#### [GIVEN EXERCISE]
Please copy the items below word for word, from their first line up to and including the line that contains "M 134 30 L 144".

━━━━━ AVAILABLE RECORDS

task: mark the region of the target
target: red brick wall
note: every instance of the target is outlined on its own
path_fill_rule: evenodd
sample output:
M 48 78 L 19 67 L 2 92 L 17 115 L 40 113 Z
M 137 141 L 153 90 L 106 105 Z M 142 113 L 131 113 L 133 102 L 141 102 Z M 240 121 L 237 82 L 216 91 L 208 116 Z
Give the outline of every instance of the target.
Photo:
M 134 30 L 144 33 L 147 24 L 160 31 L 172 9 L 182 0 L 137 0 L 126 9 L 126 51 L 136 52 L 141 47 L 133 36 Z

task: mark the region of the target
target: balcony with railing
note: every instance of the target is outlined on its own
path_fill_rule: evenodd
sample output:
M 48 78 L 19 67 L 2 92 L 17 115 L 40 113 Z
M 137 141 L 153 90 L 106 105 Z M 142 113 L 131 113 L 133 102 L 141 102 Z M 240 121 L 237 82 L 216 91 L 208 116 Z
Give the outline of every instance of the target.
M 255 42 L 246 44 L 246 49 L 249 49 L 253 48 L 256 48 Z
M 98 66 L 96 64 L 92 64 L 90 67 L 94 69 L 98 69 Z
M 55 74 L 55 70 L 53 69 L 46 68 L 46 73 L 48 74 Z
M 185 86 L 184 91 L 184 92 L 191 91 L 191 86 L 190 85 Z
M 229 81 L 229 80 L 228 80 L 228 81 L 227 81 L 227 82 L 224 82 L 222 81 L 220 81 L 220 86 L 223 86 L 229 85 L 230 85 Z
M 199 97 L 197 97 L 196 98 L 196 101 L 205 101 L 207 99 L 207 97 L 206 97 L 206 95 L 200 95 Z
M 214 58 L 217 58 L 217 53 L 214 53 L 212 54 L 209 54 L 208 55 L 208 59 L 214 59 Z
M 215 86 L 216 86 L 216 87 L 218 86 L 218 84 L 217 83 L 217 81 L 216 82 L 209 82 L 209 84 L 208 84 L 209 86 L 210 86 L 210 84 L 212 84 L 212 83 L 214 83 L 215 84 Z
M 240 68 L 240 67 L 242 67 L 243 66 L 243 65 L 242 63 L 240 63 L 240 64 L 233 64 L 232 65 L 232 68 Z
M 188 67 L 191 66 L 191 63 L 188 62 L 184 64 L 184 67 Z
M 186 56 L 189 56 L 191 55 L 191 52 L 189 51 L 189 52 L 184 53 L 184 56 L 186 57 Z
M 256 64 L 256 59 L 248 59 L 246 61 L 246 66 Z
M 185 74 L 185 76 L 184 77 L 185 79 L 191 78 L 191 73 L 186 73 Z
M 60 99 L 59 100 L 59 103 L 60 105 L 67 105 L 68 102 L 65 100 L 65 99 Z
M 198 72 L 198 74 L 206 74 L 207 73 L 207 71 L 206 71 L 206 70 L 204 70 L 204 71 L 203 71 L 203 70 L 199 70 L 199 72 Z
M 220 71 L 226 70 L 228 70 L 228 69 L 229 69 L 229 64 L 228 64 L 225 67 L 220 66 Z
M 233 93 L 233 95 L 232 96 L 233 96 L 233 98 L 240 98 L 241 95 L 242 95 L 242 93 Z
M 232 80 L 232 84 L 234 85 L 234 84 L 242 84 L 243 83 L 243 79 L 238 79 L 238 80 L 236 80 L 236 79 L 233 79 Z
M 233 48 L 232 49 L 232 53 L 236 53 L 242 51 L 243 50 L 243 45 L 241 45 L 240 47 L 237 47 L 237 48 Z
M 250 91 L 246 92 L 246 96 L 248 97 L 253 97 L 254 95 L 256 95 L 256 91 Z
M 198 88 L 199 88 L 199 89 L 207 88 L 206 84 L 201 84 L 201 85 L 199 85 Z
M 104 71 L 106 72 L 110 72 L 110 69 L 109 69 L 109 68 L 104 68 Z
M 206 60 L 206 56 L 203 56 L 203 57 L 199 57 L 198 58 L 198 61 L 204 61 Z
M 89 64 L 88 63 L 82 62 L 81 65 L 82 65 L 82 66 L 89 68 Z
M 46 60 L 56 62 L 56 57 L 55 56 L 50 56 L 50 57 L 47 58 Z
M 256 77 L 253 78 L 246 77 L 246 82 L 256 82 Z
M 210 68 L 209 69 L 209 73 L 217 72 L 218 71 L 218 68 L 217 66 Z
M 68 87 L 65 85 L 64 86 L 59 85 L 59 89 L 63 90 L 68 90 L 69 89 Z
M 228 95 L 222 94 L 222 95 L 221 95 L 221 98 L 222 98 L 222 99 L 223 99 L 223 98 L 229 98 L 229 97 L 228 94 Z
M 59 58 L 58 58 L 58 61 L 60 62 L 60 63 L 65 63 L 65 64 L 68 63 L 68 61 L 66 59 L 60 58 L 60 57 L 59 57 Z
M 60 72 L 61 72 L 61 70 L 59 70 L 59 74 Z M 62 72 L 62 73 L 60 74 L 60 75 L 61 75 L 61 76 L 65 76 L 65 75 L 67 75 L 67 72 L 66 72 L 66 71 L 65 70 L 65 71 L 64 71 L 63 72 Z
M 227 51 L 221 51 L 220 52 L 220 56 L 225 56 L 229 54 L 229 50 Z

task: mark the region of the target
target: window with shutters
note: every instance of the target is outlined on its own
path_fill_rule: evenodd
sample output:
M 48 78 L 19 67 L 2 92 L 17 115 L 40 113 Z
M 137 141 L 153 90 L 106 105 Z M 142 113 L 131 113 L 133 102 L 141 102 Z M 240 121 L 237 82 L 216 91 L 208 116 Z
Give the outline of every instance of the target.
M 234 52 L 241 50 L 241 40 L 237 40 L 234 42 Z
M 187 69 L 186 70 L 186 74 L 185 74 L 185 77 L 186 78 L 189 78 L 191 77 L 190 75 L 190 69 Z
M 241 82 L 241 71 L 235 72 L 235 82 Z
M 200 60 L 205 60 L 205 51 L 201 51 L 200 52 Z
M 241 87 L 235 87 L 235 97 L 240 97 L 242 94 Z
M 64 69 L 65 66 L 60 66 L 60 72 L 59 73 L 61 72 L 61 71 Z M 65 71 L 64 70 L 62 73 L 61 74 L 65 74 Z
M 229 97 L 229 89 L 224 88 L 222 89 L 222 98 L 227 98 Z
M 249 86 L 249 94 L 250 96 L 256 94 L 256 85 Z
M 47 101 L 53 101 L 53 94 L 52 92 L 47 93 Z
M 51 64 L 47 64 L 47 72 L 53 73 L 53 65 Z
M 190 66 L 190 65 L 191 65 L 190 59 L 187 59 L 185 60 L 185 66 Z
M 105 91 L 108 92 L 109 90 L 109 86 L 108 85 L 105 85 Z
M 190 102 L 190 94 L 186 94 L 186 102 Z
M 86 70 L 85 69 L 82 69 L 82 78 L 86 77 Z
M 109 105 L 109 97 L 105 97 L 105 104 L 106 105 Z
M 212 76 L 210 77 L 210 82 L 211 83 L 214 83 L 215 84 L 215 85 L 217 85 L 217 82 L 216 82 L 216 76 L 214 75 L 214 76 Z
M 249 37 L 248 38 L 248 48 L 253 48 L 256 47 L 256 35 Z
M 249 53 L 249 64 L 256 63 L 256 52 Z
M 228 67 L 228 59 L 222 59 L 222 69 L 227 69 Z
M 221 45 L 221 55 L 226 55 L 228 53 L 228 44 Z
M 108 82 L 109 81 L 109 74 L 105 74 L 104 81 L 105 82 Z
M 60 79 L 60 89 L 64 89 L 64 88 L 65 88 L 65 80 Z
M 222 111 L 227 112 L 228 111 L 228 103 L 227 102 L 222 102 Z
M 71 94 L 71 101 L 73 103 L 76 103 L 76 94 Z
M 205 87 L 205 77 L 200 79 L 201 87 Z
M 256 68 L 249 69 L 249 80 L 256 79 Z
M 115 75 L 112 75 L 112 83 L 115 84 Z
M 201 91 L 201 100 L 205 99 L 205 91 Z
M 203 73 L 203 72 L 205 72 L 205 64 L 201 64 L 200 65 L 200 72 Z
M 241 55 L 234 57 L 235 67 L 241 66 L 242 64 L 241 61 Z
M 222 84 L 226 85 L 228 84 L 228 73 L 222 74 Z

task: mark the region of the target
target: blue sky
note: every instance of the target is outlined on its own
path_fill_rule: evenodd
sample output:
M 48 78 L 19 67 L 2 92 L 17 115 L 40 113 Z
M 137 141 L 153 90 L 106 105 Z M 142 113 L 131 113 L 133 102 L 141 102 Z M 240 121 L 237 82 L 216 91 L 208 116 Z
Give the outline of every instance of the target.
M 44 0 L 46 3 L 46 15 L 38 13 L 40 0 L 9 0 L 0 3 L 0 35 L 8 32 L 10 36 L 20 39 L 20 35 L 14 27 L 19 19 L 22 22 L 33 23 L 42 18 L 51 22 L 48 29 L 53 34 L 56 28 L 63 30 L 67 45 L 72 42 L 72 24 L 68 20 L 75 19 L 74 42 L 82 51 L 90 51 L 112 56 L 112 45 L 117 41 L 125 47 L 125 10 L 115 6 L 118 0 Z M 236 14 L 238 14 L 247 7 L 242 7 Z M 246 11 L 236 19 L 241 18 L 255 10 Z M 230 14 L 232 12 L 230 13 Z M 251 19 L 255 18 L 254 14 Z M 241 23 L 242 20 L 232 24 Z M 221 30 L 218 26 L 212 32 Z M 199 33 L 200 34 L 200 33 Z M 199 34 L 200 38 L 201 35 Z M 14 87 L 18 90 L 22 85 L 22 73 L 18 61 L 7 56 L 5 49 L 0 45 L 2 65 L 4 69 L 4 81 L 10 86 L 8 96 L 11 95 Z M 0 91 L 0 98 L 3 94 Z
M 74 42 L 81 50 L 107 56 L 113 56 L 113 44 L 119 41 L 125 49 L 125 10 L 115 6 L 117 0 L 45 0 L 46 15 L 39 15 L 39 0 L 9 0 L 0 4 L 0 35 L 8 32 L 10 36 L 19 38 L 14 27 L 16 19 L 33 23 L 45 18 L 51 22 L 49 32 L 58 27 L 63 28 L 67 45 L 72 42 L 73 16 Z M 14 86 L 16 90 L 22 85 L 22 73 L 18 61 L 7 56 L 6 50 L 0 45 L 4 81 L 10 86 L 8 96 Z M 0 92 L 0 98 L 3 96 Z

━━━━━━━━━━

#### [WORKED ANSWER]
task: mark the region of the target
target: red brick wall
note: every instance of the target is outlined on its own
path_fill_rule: evenodd
sample output:
M 48 78 L 19 67 L 2 92 L 17 115 L 40 113 Z
M 137 141 L 153 90 L 106 105 Z M 142 113 L 131 113 L 133 102 L 141 102 Z M 240 121 L 237 82 L 216 91 L 208 116 Z
Give the outline of every instance of the target.
Photo:
M 134 30 L 144 33 L 147 24 L 160 31 L 172 9 L 182 0 L 137 0 L 126 9 L 126 51 L 136 52 L 141 47 L 133 36 Z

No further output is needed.